(Collected data)
--- START ---
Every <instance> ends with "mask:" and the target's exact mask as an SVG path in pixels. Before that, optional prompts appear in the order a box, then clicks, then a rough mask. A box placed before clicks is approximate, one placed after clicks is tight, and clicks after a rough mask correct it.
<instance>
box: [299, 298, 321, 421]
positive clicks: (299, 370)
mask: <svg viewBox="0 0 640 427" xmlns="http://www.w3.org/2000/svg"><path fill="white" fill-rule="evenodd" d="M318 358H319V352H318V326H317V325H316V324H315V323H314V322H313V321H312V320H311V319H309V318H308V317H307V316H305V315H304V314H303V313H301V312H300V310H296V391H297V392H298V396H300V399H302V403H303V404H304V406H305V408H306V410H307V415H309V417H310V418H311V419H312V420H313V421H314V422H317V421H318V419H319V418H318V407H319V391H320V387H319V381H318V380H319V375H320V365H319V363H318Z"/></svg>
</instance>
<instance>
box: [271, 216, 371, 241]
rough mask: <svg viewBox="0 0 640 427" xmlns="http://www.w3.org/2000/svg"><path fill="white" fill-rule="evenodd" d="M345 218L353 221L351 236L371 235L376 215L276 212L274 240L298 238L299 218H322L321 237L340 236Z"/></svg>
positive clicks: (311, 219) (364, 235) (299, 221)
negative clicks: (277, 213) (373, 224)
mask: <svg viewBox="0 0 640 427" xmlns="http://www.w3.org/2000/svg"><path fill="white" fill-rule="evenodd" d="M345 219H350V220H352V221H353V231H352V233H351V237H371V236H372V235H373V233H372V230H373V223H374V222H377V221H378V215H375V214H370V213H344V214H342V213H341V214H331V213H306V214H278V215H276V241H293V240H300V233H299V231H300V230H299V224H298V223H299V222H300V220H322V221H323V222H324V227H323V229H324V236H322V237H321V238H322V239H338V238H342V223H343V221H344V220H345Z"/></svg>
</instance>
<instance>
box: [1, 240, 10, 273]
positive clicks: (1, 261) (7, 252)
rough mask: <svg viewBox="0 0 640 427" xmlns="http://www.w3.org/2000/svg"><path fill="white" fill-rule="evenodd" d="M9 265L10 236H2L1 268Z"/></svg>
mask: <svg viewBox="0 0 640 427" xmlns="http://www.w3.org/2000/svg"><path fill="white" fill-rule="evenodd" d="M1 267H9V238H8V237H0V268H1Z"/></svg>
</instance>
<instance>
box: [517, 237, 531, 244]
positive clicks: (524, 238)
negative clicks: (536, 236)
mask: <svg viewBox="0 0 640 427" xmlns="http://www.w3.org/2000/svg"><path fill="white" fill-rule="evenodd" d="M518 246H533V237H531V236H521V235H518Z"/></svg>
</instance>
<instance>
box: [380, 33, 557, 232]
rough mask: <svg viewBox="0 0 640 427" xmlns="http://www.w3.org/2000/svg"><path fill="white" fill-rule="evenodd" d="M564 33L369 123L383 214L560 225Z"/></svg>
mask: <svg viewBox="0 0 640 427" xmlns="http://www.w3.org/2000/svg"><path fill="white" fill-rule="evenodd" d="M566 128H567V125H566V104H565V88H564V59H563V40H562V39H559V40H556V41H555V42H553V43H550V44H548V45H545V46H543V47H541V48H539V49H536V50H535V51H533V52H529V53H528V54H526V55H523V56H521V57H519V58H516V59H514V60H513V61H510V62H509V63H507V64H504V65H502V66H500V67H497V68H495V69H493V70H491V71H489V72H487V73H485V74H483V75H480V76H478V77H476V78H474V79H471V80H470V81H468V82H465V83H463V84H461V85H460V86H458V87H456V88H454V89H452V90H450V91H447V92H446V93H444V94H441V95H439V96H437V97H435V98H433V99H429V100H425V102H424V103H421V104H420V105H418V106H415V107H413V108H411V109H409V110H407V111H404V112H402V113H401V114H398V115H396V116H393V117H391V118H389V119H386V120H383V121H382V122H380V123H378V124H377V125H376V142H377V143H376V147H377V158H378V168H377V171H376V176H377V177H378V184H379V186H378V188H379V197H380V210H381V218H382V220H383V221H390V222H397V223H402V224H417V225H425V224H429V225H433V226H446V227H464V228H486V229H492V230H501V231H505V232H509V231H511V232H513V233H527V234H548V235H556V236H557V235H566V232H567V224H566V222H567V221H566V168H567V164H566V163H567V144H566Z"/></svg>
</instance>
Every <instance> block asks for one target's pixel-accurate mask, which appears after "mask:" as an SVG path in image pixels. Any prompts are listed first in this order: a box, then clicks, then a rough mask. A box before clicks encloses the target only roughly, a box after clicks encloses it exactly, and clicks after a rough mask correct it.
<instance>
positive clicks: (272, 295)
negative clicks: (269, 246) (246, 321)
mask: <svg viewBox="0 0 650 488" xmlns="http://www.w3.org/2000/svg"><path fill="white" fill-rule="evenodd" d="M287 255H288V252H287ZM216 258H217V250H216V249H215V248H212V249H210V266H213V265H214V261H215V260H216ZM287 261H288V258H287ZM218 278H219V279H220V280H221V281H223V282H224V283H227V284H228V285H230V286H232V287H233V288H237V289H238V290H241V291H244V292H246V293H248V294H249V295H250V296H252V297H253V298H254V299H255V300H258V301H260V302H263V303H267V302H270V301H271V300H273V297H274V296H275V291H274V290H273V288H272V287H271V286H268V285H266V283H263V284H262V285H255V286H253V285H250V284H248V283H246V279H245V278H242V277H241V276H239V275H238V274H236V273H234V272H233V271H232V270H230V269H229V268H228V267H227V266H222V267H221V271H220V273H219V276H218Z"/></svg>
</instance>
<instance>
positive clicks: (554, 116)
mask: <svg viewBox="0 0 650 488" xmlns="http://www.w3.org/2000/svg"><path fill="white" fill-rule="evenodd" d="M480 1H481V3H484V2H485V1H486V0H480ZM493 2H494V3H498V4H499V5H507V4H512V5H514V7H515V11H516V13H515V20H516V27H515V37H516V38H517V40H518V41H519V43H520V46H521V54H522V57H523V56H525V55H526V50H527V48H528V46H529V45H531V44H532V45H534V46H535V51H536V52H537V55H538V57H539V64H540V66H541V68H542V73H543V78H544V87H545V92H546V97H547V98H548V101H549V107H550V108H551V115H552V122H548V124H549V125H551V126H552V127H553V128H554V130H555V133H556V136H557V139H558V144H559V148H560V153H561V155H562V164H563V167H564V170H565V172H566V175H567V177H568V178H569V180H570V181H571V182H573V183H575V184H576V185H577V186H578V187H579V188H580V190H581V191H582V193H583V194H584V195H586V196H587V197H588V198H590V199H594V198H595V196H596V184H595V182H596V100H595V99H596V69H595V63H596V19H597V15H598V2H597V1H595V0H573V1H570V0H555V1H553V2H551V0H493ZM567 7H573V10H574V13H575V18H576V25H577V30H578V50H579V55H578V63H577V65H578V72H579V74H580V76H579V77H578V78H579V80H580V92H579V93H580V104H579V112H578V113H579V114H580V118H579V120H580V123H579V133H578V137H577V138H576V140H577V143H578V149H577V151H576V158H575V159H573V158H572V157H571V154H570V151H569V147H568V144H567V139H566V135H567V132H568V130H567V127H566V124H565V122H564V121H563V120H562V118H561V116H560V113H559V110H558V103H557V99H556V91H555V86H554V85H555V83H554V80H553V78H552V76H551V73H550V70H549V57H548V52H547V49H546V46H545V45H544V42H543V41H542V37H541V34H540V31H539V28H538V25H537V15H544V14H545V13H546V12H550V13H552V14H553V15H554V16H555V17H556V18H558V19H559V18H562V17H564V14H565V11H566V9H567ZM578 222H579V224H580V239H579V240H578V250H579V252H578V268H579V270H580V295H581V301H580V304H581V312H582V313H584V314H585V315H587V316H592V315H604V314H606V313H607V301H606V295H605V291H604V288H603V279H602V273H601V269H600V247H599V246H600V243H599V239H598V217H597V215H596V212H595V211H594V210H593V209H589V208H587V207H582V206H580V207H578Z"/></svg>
--- END ---
Problem details ->
Every entry is to be restated word for word, with nothing dropped.

Response area ->
Every <instance> ends with "mask:" and the target's exact mask as an SVG path in pixels. Before that, optional prompts appear in the order a box, then clicks, then a rough mask. A box placed before clicks is approximate, one placed after clicks is tight, and clicks after a rough mask correct it.
<instance>
box: [299, 298, 321, 421]
positive clicks: (299, 370)
mask: <svg viewBox="0 0 640 427" xmlns="http://www.w3.org/2000/svg"><path fill="white" fill-rule="evenodd" d="M318 358H319V352H318V326H317V325H316V324H315V323H314V322H313V321H312V320H311V319H309V318H308V317H307V316H305V315H304V314H303V313H301V312H300V310H296V391H297V392H298V396H300V399H302V403H303V404H304V406H305V408H306V410H307V415H309V417H310V418H311V419H312V420H313V421H314V422H317V421H318V419H319V418H318V407H319V391H320V387H319V381H318V380H319V375H320V365H319V363H318Z"/></svg>
</instance>
<instance>
box: [271, 216, 371, 241]
rough mask: <svg viewBox="0 0 640 427" xmlns="http://www.w3.org/2000/svg"><path fill="white" fill-rule="evenodd" d="M345 218L353 221L351 236L371 235L376 215L276 212L274 240L298 238L299 218H322L321 237L340 236Z"/></svg>
positive clicks: (311, 219) (364, 235) (299, 221)
negative clicks: (277, 213) (373, 224)
mask: <svg viewBox="0 0 640 427" xmlns="http://www.w3.org/2000/svg"><path fill="white" fill-rule="evenodd" d="M345 219H350V220H352V221H353V231H352V233H351V237H371V236H372V235H373V233H372V230H373V223H374V222H377V221H378V215H375V214H370V213H344V214H342V213H341V214H331V213H306V214H278V215H276V241H293V240H300V233H299V231H300V230H299V224H298V223H299V222H300V220H322V221H323V222H324V227H323V229H324V236H322V237H321V238H322V239H338V238H342V223H343V221H344V220H345Z"/></svg>
</instance>
<instance>
box: [1, 240, 10, 273]
positive clicks: (1, 261) (7, 252)
rough mask: <svg viewBox="0 0 640 427" xmlns="http://www.w3.org/2000/svg"><path fill="white" fill-rule="evenodd" d="M9 265L10 236H2L1 268Z"/></svg>
mask: <svg viewBox="0 0 640 427" xmlns="http://www.w3.org/2000/svg"><path fill="white" fill-rule="evenodd" d="M1 267H9V238H8V237H0V268H1Z"/></svg>
</instance>
<instance>
box: [517, 237, 531, 244]
positive clicks: (524, 238)
negative clicks: (536, 236)
mask: <svg viewBox="0 0 640 427" xmlns="http://www.w3.org/2000/svg"><path fill="white" fill-rule="evenodd" d="M518 246H533V237H531V236H521V235H518Z"/></svg>
</instance>
<instance>
box: [380, 33, 557, 232]
rough mask: <svg viewBox="0 0 640 427" xmlns="http://www.w3.org/2000/svg"><path fill="white" fill-rule="evenodd" d="M564 33L369 123L383 214L560 225Z"/></svg>
mask: <svg viewBox="0 0 640 427" xmlns="http://www.w3.org/2000/svg"><path fill="white" fill-rule="evenodd" d="M566 128H567V125H566V104H565V88H564V59H563V40H562V39H559V40H556V41H555V42H553V43H550V44H548V45H545V46H543V47H541V48H539V49H536V50H535V51H533V52H529V53H528V54H526V55H523V56H521V57H519V58H516V59H514V60H513V61H510V62H509V63H507V64H504V65H502V66H500V67H497V68H495V69H493V70H491V71H489V72H487V73H485V74H483V75H480V76H478V77H476V78H474V79H471V80H470V81H468V82H465V83H463V84H461V85H460V86H458V87H456V88H454V89H452V90H450V91H447V92H446V93H444V94H441V95H439V96H437V97H435V98H433V99H429V100H425V102H424V103H421V104H420V105H418V106H415V107H413V108H411V109H409V110H407V111H404V112H402V113H401V114H398V115H396V116H393V117H391V118H389V119H386V120H383V121H382V122H380V123H378V124H377V125H376V142H377V143H376V147H377V158H378V168H377V171H376V176H377V177H378V184H379V186H378V188H379V197H380V210H381V218H382V220H383V221H390V222H397V223H402V224H417V225H425V224H429V225H433V226H446V227H464V228H486V229H492V230H501V231H505V232H509V231H511V232H513V233H527V234H548V235H556V236H557V235H566V232H567V224H566V222H567V221H566V168H567V164H566V163H567V144H566Z"/></svg>
</instance>
Every <instance> block asks for one target's pixel-accurate mask, which appears after "mask:" as an SVG path in image pixels. Any prompts are listed first in this order: a box, then clicks, then a rough mask. A box before clicks encloses the target only roughly, a box after clicks encloses it exactly, and clicks after a rough mask correct it.
<instance>
positive clicks: (272, 295)
negative clicks: (269, 246) (246, 321)
mask: <svg viewBox="0 0 650 488" xmlns="http://www.w3.org/2000/svg"><path fill="white" fill-rule="evenodd" d="M287 255H288V252H287ZM216 258H217V250H216V249H215V248H212V249H210V266H213V265H214V261H215V260H216ZM287 261H288V258H287ZM218 278H219V279H220V280H221V281H223V282H224V283H227V284H228V285H230V286H232V287H233V288H237V289H238V290H241V291H244V292H246V293H248V294H249V295H250V296H252V297H253V298H254V299H255V300H258V301H260V302H263V303H267V302H270V301H271V300H273V297H274V296H275V291H274V290H273V288H272V287H271V286H268V285H266V283H263V284H262V285H255V286H253V285H250V284H248V283H246V279H245V278H242V277H241V276H239V275H238V274H236V273H234V272H233V271H232V270H230V269H229V268H228V267H227V266H222V267H221V271H220V273H219V276H218Z"/></svg>
</instance>
<instance>
positive clicks: (554, 116)
mask: <svg viewBox="0 0 650 488" xmlns="http://www.w3.org/2000/svg"><path fill="white" fill-rule="evenodd" d="M480 1H481V3H484V2H485V1H486V0H480ZM493 2H494V3H498V4H499V5H507V4H512V5H514V7H515V11H516V13H515V20H516V27H515V37H516V38H517V40H518V41H519V43H520V46H521V54H522V57H523V56H525V55H526V50H527V48H528V46H529V45H531V44H532V45H534V46H535V51H536V52H537V55H538V57H539V64H540V66H541V68H542V73H543V78H544V87H545V92H546V97H547V98H548V101H549V107H550V108H551V115H552V122H548V124H549V125H551V126H552V127H553V128H554V130H555V133H556V136H557V139H558V144H559V148H560V153H561V155H562V164H563V167H564V170H565V172H566V175H567V177H568V178H569V180H570V181H571V182H573V183H575V184H576V185H577V186H578V187H579V188H580V190H581V191H582V193H583V194H584V195H586V196H587V197H588V198H590V199H594V198H595V196H596V184H595V182H596V100H595V99H596V69H595V63H596V19H597V15H598V2H597V1H595V0H573V1H570V0H555V1H553V2H551V0H493ZM567 7H573V10H574V13H575V18H576V25H577V30H578V50H579V55H578V63H577V65H578V72H579V74H580V76H579V77H578V78H579V80H580V92H579V93H580V104H579V112H578V113H579V114H580V118H579V120H580V123H579V133H578V137H577V138H576V140H577V143H578V149H577V151H576V158H575V159H573V158H572V157H571V154H570V151H569V147H568V144H567V139H566V135H567V132H568V130H567V127H566V124H565V122H564V121H563V120H562V118H561V116H560V113H559V110H558V103H557V99H556V91H555V86H554V85H555V83H554V80H553V78H552V76H551V73H550V70H549V57H548V52H547V49H546V46H545V45H544V42H543V41H542V37H541V34H540V31H539V28H538V25H537V15H544V14H545V13H546V12H550V13H552V14H553V15H554V16H555V17H556V18H558V19H559V18H562V17H564V14H565V11H566V9H567ZM578 222H579V224H580V239H579V240H578V250H579V252H578V268H579V270H580V295H581V301H580V304H581V312H582V313H584V314H585V315H587V316H592V315H604V314H606V313H607V301H606V295H605V291H604V288H603V279H602V273H601V269H600V247H599V246H600V243H599V239H598V217H597V215H596V212H595V211H594V210H593V209H589V208H587V207H582V206H580V207H578Z"/></svg>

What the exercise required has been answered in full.